[start]
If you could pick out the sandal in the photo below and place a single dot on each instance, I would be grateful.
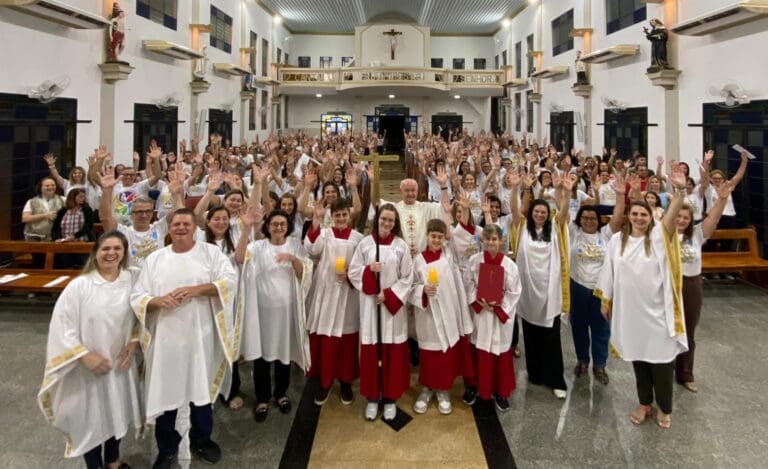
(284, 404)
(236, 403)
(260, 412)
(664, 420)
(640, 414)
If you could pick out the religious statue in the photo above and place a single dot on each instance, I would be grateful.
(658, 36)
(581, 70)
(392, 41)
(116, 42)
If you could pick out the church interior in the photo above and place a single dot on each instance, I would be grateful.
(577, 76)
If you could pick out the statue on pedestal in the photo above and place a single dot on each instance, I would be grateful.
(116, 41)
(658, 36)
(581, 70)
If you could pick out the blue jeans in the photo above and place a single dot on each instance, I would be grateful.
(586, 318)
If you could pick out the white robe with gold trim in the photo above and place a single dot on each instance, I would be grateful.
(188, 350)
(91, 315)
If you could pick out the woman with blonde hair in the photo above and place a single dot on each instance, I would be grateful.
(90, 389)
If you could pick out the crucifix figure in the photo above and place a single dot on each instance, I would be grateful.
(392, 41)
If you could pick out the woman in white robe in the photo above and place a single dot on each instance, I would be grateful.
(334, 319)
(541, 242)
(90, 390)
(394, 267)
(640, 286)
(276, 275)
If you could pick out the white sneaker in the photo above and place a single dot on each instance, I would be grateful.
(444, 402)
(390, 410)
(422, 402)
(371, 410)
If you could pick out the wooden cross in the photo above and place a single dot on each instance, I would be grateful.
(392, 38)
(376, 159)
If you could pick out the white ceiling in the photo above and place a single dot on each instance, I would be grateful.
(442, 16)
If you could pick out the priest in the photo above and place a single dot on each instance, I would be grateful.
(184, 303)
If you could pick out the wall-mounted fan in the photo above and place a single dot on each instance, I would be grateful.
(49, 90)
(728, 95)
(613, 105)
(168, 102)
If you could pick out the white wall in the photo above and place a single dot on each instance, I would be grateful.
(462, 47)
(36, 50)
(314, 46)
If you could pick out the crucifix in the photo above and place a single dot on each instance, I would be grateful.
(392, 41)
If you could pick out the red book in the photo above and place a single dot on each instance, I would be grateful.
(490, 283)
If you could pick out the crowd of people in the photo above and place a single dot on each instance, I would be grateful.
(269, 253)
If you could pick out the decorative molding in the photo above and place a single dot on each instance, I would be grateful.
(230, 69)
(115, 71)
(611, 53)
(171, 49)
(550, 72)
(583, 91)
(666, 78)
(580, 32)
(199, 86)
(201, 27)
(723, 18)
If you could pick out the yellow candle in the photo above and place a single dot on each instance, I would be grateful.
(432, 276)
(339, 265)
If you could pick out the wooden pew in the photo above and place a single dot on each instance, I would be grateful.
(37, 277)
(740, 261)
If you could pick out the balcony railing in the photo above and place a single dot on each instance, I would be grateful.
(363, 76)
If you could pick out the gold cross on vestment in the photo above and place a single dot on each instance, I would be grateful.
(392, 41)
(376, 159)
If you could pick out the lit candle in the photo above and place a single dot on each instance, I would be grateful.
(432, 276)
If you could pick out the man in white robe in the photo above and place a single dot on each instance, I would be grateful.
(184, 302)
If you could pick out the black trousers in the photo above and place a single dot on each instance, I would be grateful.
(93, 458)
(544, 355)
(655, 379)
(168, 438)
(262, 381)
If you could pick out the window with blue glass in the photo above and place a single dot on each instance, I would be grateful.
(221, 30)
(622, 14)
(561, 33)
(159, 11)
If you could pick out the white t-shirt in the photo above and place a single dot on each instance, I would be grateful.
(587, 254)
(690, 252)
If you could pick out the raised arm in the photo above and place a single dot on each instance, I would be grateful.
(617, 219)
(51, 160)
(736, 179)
[end]
• **EXERCISE REQUIREMENTS**:
Copy every item above word for word, leaving out the picture.

• **RESPONSE TO THIS TASK**:
If you could pick out the sandal in the photo below and place a single dot on each instance, I would be grateful.
(284, 404)
(236, 403)
(260, 412)
(664, 420)
(640, 414)
If you could pick out the religious statue in the photo above and place a single dot on each instance, I would be grateful.
(658, 36)
(581, 70)
(392, 41)
(116, 42)
If you could pick out the church interior in the photo above and place a single dot on each instance, I would be grateful.
(577, 76)
If you could pick out the statue on pedestal in the photo above and place a single dot on each instance, I would be grateful.
(116, 41)
(658, 36)
(581, 70)
If you could pick out the blue jeans in the photo above and place a single dot on each instance, I would be grateful.
(586, 318)
If you could pick out the white robe with gold trim in the photo above and place a single dot on each instance, I would be grateful.
(188, 350)
(91, 315)
If you could pick out the woman with blonde hair in the photo above and place a single dot on each instance, I would be grateful.
(90, 389)
If you could pick out the crucifix figure in the photo above and place a single dot on each instance, I would be grateful.
(392, 41)
If you could pick out the woman in white robe in the photo above and place a single dot on each instance, I would be grateful.
(334, 319)
(541, 242)
(90, 390)
(394, 267)
(640, 286)
(276, 275)
If you could pick out the white sneaker in the photo above and place a single dot on each instance, I would be grateful.
(444, 402)
(390, 410)
(422, 402)
(371, 410)
If you could pick out the wooden cross in the photo above and place a single dot on each instance, I would be grateful.
(392, 38)
(376, 159)
If you could pick out the white ceiling in the photo above and place a single dot on each instance, I would be grateful.
(442, 16)
If you could pick out the priest in the photo above and place a single dot on each instance, I would be grateful.
(184, 303)
If you could pick out the wall-mounted fan in the photo above and place a single dot on each instance, I would be grateful.
(49, 90)
(728, 95)
(613, 105)
(168, 102)
If you could pick out the white wall in the photo above and place a single dot on each instance, I would be grateful.
(462, 47)
(36, 50)
(314, 46)
If you could pick out the crucifix in the photo above and place a single dot on each instance, I would be grateful.
(392, 41)
If you could pick out the red book in the photo above and place a single dot on each instance, I would be grateful.
(490, 283)
If you could pick out the crowd of people in the photo above and place a single dot on each instance, I would be grateful.
(269, 253)
If you could pick out the decorative molding in the photo above and place a single dot on each instance, I would be grateful.
(230, 69)
(115, 71)
(611, 53)
(171, 49)
(550, 72)
(583, 91)
(666, 78)
(580, 32)
(199, 86)
(201, 27)
(723, 18)
If you could pick out the yellow candle in the photo above and place a single dot on each instance, I would be grateful.
(432, 276)
(339, 265)
If you could pick out the wooden pew in the photo above and place a single dot on each instance, I would be grateful.
(37, 277)
(740, 261)
If you could pick out the balcony railing in the photo above and place a single dot on each instance, I would be grateful.
(363, 76)
If you could pick out the gold cross on vestment in the photo above and place a single dot on each instance, I would be grateful.
(392, 41)
(376, 159)
If you could pick out the lit candle in the photo above and place a single dot on each instance, I would be grateful.
(432, 276)
If you could pick out the man in white robe in the photo above and place a single dot on each instance, I would be grateful.
(184, 302)
If you could pick out the black trousers in the photo above and place a single dot on each instance, I would be grateful.
(93, 458)
(544, 355)
(655, 379)
(168, 438)
(262, 381)
If you could pick out the window with blue glass in the photo above and place a single dot on each instance, I would be grateful.
(221, 30)
(622, 14)
(561, 33)
(159, 11)
If you could pick out the white t-shirt in the photo above and place a single dot on each instance, I would be grateful.
(587, 254)
(690, 252)
If you could pick out the raised arm in the photo above and place a single dot on each instance, I would be grateful.
(617, 219)
(51, 160)
(736, 179)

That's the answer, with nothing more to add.